Records shown
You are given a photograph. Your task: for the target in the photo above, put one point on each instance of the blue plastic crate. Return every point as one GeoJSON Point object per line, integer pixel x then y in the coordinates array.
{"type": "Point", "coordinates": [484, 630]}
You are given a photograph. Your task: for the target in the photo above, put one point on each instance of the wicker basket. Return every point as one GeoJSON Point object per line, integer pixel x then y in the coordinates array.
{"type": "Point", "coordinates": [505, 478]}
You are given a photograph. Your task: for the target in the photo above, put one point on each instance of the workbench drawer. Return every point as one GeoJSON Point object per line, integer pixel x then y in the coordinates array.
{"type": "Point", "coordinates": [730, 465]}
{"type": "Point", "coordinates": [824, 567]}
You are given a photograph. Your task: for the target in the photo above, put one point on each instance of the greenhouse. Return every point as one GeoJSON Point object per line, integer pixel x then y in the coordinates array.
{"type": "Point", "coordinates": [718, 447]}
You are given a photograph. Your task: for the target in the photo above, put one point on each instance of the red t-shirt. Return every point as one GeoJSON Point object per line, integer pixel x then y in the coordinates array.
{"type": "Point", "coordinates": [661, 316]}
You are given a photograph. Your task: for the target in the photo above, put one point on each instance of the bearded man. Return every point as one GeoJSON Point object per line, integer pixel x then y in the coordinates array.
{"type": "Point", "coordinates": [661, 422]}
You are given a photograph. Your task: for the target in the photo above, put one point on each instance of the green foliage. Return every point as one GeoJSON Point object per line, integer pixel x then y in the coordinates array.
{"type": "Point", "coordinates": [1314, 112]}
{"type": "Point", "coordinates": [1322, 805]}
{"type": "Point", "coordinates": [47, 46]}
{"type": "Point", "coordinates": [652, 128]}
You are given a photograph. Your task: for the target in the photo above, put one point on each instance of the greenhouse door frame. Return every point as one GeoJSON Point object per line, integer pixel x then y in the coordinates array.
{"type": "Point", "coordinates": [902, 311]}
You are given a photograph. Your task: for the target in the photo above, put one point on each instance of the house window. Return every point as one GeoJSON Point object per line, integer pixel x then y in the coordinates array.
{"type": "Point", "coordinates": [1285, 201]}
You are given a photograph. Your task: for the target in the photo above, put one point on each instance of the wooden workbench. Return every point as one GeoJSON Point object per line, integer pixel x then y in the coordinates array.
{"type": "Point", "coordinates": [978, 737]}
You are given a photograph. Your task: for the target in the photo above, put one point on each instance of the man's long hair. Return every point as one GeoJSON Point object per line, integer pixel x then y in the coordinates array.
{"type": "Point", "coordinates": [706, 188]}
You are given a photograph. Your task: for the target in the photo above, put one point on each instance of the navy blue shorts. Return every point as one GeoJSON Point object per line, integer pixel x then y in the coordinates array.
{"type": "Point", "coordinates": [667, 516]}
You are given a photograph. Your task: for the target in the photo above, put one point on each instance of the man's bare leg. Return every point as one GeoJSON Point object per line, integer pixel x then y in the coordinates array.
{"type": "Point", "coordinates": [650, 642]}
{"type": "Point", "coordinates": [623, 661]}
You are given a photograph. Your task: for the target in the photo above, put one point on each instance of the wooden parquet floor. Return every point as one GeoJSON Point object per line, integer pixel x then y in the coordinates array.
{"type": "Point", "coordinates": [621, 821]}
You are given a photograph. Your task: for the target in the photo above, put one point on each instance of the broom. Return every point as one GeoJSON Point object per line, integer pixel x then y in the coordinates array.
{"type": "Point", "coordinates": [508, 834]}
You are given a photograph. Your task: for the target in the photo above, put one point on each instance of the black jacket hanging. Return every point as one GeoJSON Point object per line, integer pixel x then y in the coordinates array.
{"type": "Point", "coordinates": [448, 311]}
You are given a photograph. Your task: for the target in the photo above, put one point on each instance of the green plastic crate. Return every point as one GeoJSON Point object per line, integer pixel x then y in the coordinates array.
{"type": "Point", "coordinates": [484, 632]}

The problem
An exact copy of every record is required here.

Reply to the exercise
You are given a photograph. Your task: for the target in the photo above, put one point on each instance of the blue plastic crate. Return every point as one GeoJSON Point object per line, integer pixel x then y in the coordinates array.
{"type": "Point", "coordinates": [484, 630]}
You are given a photograph. Your task: for the target in the photo above, put one point on each instance of the wicker basket. Return every point as one GeoJSON Point object per line, integer pixel x then y in the coordinates array.
{"type": "Point", "coordinates": [505, 478]}
You are given a photograph. Your task: for the target in the photo above, put one point on each instance of the workbench drawer. Return every point as one GeoJSON Point object per line, integer pixel x then y in the coordinates array.
{"type": "Point", "coordinates": [730, 465]}
{"type": "Point", "coordinates": [824, 567]}
You are given a photograph. Your task: for the target in the photo above, put one point on each instance of the greenhouse. Return every point as one GeoJSON Point object per line, integer pixel x then y in the coordinates array.
{"type": "Point", "coordinates": [718, 447]}
You are given a photograph. Your task: for the target in the photo above, put one point on each instance of the red t-shirt. Return every point as one GeoJSON Point object per line, integer pixel x then y in the coordinates array.
{"type": "Point", "coordinates": [661, 316]}
You are given a photograph. Your task: for the target in the photo above, put one point on each instance of the bearded man. Return every point as one GeoJSON Point object per line, integer pixel x then y in the coordinates array.
{"type": "Point", "coordinates": [661, 422]}
You are given a photograph. Your task: for the target in the photo above, put one point on each instance of the green foliage. Return every point as one GeoJSON Point object per line, integer pixel x then y in the coordinates array.
{"type": "Point", "coordinates": [1314, 112]}
{"type": "Point", "coordinates": [1322, 805]}
{"type": "Point", "coordinates": [47, 46]}
{"type": "Point", "coordinates": [652, 128]}
You are given a photograph. Your task: for the target in the photo above, put one point on each instance of the greenhouse door frame. Return every point as one GeoJSON Point object per line, integer pixel x then y in the coordinates array.
{"type": "Point", "coordinates": [902, 311]}
You are given a photograph. Your task: for the target in the photo above, put one point on each instance of the house window. Return every point as one GeoJSON Point object per line, integer pixel x then y in the coordinates array.
{"type": "Point", "coordinates": [1285, 201]}
You are given a photograph. Your task: for the target in the photo above, put one point on each instance of the wooden workbench. Return every point as one GeoJSON Point object per line, integer pixel x then y in the coordinates array.
{"type": "Point", "coordinates": [978, 737]}
You are given a photograph. Your task: for the target in the photo above, put one point on each instance of the man's long hair. Return every point as one GeoJSON Point object per line, integer pixel x then y in the coordinates array.
{"type": "Point", "coordinates": [706, 188]}
You are given a photograph. Your task: for the target in the photo above, put one point on each instance of the navy blue shorts. Return every point as one GeoJSON Point object per line, integer pixel x then y in the coordinates array.
{"type": "Point", "coordinates": [667, 516]}
You are given a photograph. Your task: for the target in the photo above, put one point on each instance of the man's bare leg. Return every point as one GeoJSON Point object per line, integer pixel x then y in the coordinates array.
{"type": "Point", "coordinates": [650, 642]}
{"type": "Point", "coordinates": [623, 661]}
You are given a photograph. Your task: for the target in the photo above, put one point on each instance of the wooden parquet floor. Return every point as one GeoJSON Point object per line, integer pixel x then y in the coordinates array.
{"type": "Point", "coordinates": [621, 821]}
You are given a photograph. Your task: for the target in the photo above, put one point on each instance of the broom. Return every point as one GeoJSON Point object per line, integer pixel x then y in the coordinates array.
{"type": "Point", "coordinates": [508, 834]}
You are given a photograph. Your task: for the target in the photo above, put one point on each instance of the black jacket hanging. Return every point as one GeoJSON Point object per line, integer pixel x then y in the coordinates array.
{"type": "Point", "coordinates": [448, 311]}
You are given a photograph. Your task: for the target in the photo above, put one point on each instance of the green plastic crate. Return every point as one GeoJSON Point object per line, integer pixel x then y in the coordinates array.
{"type": "Point", "coordinates": [484, 632]}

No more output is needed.